Action item> The answer must consist of each line below that contains the word "rear", copied in full.

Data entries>
-- Opening Marker --
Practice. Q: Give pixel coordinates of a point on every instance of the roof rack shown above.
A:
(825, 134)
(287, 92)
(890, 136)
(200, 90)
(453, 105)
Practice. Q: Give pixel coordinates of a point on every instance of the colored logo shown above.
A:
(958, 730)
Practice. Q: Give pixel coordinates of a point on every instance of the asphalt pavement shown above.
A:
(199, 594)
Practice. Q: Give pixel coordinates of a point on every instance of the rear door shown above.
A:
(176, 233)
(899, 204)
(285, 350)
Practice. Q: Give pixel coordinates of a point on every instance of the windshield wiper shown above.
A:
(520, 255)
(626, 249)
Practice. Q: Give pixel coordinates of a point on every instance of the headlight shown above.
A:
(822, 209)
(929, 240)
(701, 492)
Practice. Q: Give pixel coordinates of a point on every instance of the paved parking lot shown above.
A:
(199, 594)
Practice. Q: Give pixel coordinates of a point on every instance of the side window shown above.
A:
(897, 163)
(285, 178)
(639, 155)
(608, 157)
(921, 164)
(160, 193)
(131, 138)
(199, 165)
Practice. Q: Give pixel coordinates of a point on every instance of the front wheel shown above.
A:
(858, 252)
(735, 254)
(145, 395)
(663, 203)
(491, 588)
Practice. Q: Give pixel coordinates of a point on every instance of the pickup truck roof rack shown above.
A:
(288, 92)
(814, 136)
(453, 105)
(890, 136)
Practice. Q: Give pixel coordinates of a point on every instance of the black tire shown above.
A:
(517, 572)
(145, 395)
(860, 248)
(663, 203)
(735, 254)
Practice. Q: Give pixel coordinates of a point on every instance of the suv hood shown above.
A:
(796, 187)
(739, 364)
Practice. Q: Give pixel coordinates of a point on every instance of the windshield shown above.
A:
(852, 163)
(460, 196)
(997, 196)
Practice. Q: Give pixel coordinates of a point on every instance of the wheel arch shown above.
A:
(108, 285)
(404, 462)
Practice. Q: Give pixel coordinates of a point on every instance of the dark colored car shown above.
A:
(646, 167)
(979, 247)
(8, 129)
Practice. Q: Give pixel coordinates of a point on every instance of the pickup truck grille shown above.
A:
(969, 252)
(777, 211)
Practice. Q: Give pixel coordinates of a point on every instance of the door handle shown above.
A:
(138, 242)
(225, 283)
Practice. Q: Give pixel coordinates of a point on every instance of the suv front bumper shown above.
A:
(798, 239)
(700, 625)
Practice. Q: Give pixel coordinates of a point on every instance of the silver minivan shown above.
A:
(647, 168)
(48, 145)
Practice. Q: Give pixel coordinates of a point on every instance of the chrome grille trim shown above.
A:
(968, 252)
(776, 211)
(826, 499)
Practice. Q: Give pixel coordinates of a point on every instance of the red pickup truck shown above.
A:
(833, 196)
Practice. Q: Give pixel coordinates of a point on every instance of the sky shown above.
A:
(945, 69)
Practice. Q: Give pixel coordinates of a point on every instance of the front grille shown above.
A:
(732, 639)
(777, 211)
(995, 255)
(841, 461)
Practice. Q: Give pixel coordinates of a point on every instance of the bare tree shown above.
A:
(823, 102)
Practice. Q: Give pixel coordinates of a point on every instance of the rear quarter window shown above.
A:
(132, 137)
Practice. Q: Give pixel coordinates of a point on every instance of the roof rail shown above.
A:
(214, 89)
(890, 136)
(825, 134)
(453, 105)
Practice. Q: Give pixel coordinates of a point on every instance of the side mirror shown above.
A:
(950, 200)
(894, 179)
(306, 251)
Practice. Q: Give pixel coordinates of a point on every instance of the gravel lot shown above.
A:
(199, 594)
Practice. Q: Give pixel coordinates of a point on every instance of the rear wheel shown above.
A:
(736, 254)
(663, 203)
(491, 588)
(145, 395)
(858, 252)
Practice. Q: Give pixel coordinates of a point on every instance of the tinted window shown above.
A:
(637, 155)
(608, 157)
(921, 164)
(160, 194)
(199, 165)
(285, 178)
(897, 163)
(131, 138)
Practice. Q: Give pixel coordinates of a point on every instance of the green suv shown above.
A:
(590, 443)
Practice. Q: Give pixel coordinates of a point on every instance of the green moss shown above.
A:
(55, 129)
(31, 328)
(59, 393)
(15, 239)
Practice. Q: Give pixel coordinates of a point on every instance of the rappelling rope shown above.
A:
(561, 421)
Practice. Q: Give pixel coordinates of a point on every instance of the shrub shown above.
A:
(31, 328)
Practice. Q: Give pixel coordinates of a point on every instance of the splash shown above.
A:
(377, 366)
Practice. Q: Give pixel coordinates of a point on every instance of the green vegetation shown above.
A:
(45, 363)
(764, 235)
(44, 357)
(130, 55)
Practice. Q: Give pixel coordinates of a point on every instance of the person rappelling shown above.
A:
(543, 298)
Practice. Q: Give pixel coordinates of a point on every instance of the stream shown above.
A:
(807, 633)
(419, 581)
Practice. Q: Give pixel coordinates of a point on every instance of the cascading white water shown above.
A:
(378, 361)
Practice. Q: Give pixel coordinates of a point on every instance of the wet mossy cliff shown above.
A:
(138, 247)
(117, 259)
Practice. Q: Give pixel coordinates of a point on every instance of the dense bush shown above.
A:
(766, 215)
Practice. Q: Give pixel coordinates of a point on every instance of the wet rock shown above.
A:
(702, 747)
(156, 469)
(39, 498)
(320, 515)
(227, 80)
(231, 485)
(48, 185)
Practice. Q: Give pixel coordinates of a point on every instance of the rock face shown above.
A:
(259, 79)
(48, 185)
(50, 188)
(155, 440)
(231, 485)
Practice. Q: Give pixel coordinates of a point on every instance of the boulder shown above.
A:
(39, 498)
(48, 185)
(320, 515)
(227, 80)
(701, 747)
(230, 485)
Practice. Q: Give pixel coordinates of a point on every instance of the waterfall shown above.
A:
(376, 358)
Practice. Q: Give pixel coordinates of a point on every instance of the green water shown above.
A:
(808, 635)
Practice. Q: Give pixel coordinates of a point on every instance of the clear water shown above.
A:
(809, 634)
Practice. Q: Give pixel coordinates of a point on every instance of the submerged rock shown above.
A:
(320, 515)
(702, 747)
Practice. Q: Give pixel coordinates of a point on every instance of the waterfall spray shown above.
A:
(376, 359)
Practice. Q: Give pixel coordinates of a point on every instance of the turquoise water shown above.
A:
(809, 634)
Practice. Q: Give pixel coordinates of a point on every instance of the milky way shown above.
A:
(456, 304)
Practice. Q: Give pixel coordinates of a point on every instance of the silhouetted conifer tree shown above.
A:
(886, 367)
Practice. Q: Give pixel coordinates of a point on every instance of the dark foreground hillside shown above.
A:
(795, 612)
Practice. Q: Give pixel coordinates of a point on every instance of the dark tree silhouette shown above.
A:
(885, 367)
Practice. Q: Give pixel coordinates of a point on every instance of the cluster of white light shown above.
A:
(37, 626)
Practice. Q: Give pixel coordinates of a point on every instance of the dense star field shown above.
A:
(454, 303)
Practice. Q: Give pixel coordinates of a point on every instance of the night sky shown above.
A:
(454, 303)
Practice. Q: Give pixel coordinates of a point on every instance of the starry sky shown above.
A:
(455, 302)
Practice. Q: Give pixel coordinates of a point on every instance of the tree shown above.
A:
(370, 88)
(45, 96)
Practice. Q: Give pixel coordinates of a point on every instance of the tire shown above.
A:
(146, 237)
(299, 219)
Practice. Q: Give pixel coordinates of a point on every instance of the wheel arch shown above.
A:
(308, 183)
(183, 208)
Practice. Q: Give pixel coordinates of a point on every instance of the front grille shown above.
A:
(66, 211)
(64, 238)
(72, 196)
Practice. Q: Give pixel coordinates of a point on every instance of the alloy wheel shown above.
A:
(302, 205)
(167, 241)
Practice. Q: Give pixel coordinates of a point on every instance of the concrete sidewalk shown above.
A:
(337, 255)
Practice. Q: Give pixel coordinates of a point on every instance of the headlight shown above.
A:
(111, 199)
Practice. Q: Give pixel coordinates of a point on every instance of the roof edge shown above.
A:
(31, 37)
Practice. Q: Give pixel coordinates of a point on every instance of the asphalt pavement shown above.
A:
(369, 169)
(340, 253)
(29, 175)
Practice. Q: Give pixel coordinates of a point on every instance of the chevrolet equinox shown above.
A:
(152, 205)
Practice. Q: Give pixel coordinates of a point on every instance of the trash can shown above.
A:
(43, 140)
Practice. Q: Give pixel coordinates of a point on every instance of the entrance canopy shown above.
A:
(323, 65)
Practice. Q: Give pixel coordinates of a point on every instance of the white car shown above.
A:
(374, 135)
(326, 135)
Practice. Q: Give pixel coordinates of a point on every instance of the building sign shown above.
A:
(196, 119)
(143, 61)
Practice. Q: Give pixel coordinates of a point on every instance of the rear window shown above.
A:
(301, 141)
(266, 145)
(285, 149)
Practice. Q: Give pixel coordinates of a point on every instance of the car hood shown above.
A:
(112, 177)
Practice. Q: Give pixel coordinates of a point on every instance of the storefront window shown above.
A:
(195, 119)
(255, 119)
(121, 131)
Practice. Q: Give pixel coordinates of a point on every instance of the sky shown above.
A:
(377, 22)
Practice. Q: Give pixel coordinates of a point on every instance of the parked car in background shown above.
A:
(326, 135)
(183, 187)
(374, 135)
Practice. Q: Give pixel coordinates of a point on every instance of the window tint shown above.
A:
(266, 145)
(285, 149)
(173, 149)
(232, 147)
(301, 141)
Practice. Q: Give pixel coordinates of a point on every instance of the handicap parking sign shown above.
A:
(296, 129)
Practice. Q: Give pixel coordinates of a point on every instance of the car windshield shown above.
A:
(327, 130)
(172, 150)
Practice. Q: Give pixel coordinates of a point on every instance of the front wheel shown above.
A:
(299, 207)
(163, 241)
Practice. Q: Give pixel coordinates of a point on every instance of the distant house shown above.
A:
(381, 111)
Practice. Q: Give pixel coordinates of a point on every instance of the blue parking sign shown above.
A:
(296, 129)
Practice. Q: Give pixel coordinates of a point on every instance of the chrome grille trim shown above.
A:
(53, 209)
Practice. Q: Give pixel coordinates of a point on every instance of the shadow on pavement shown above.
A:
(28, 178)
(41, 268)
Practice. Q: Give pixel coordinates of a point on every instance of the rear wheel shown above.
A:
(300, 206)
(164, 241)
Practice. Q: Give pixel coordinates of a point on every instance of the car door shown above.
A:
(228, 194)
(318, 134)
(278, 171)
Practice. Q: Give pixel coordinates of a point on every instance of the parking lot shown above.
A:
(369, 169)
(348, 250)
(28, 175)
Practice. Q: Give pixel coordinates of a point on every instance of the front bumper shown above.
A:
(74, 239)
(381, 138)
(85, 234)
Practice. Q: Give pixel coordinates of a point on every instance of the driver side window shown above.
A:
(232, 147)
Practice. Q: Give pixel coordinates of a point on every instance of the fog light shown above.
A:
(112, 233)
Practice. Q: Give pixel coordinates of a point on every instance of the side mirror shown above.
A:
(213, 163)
-- Closing Marker --
Expected answer>
Practice. Q: Give pixel coordinates of a point on every instance of the rear door shown above.
Practice. Q: Give pixel coordinates of a point on every instance of the rear quarter window shown above.
Practice. Q: Give pixel coordinates of a point on every instance of the rear wheel shown above.
Practice. Q: Give pixel coordinates of a point on every instance of the rear window shown above.
Practice. Q: Give pixel coordinates of a point on every instance of the rear wheel shown above.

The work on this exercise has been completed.